• [Requirement 1]: In the Build Accelerator thread, how many builds per day does BuildXL run?

• [Text to read]:
Microsoft Build Accelerator – open-source build engine for large systems

mikece · on April 30, 2019

"BuildXL runs 30,000+ builds per day on monorepo codebases up to a half-terabyte in size with a half-million process executions per build... You may find our technology useful if you face similar issues of scale."

I know this wasn't supposed to be a humorous announcement but I couldn't help laughing out loud at that! Kudos to the managers at Microsoft who now seem to be asking "Why not?" instead of "Why should we?" when the topic of releasing code to the community is raised.

algorithmsRcool · on May 1, 2019

I'm a bit confused.

Are you critical of the size of the monorepo, or the number of builds?

nickpeterson · on May 1, 2019

I believe the joke is that very few companies are the size of Microsoft, and as such very few would find this useful.

hermitdev · on May 1, 2019

You'd be surprised at the volume of code a smaller company can produce.

• [Supplied data]:
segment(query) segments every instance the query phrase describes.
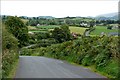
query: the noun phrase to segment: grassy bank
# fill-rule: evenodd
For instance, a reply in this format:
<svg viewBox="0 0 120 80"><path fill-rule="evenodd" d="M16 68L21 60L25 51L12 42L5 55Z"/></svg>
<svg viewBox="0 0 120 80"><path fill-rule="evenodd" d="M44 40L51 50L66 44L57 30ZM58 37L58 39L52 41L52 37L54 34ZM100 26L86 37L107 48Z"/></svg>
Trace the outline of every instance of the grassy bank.
<svg viewBox="0 0 120 80"><path fill-rule="evenodd" d="M118 38L84 37L36 49L23 49L21 55L47 56L91 67L107 77L118 77Z"/></svg>
<svg viewBox="0 0 120 80"><path fill-rule="evenodd" d="M118 32L117 29L107 29L106 26L95 26L95 30L90 33L90 35L101 35L104 32L105 34L109 34L111 32Z"/></svg>

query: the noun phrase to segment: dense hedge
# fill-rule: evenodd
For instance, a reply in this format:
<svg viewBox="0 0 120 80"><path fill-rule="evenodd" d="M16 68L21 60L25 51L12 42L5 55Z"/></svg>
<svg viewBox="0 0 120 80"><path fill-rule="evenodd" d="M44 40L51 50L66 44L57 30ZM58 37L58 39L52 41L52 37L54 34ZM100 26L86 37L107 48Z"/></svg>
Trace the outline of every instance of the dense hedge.
<svg viewBox="0 0 120 80"><path fill-rule="evenodd" d="M84 37L46 48L25 49L22 53L63 59L84 66L94 66L100 72L117 77L119 76L118 59L120 58L117 44L117 37Z"/></svg>
<svg viewBox="0 0 120 80"><path fill-rule="evenodd" d="M18 59L18 40L2 25L2 78L8 77Z"/></svg>

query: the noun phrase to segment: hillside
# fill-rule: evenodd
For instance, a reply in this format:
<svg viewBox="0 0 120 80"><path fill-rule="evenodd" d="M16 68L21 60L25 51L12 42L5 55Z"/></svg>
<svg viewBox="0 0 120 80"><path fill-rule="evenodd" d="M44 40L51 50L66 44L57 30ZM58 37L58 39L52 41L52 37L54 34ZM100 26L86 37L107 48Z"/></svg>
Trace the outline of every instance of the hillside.
<svg viewBox="0 0 120 80"><path fill-rule="evenodd" d="M108 13L108 14L101 14L94 17L96 20L118 20L118 13Z"/></svg>

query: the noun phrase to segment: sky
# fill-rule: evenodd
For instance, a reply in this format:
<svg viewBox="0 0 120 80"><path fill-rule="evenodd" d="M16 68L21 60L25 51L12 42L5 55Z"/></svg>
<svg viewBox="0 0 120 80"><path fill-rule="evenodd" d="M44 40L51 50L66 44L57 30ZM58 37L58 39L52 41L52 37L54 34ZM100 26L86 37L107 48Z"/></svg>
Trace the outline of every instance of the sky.
<svg viewBox="0 0 120 80"><path fill-rule="evenodd" d="M1 15L76 17L118 12L119 0L2 0Z"/></svg>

• [Requirement 2]: Set out the records as a JSON array with one string per line, starting at the first line of the records and stopping after the line that contains "59L18 40L2 25L2". Skip blank lines and leave the pictures out.

• [Written reply 1]: More than 30,000 builds per day.

• [Written reply 2]:
[
  "segment(query) segments every instance the query phrase describes.",
  "query: the noun phrase to segment: grassy bank",
  "# fill-rule: evenodd",
  "For instance, a reply in this format:",
  "<svg viewBox=\"0 0 120 80\"><path fill-rule=\"evenodd\" d=\"M16 68L21 60L25 51L12 42L5 55Z\"/></svg>",
  "<svg viewBox=\"0 0 120 80\"><path fill-rule=\"evenodd\" d=\"M44 40L51 50L66 44L57 30ZM58 37L58 39L52 41L52 37L54 34ZM100 26L86 37L107 48Z\"/></svg>",
  "Trace the outline of every instance of the grassy bank.",
  "<svg viewBox=\"0 0 120 80\"><path fill-rule=\"evenodd\" d=\"M118 38L84 37L36 49L23 49L21 55L47 56L91 67L107 77L118 77Z\"/></svg>",
  "<svg viewBox=\"0 0 120 80\"><path fill-rule=\"evenodd\" d=\"M118 32L117 29L107 29L106 26L95 26L95 30L90 33L90 35L101 35L104 32L105 34L109 34L111 32Z\"/></svg>",
  "query: the noun phrase to segment: dense hedge",
  "# fill-rule: evenodd",
  "For instance, a reply in this format:",
  "<svg viewBox=\"0 0 120 80\"><path fill-rule=\"evenodd\" d=\"M16 68L21 60L25 51L12 42L5 55Z\"/></svg>",
  "<svg viewBox=\"0 0 120 80\"><path fill-rule=\"evenodd\" d=\"M44 40L51 50L66 44L57 30ZM58 37L58 39L52 41L52 37L54 34ZM100 26L86 37L107 48Z\"/></svg>",
  "Trace the outline of every instance of the dense hedge.",
  "<svg viewBox=\"0 0 120 80\"><path fill-rule=\"evenodd\" d=\"M84 37L46 48L25 49L22 53L63 59L84 66L94 66L100 72L117 77L119 76L118 59L120 58L117 44L117 37Z\"/></svg>",
  "<svg viewBox=\"0 0 120 80\"><path fill-rule=\"evenodd\" d=\"M18 59L18 40L2 25L2 78L8 77Z\"/></svg>"
]